* TASK ITEM
Among the records below, find each line bearing the word "hair" and copy it.
+-------+
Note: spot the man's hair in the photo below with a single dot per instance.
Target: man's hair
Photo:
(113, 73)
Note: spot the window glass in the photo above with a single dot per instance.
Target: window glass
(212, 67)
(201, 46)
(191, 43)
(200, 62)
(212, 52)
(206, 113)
+-------+
* EXERCISE RESULT
Note: spot the man's hair in the photo below with a single dot per instance.
Target: man's hair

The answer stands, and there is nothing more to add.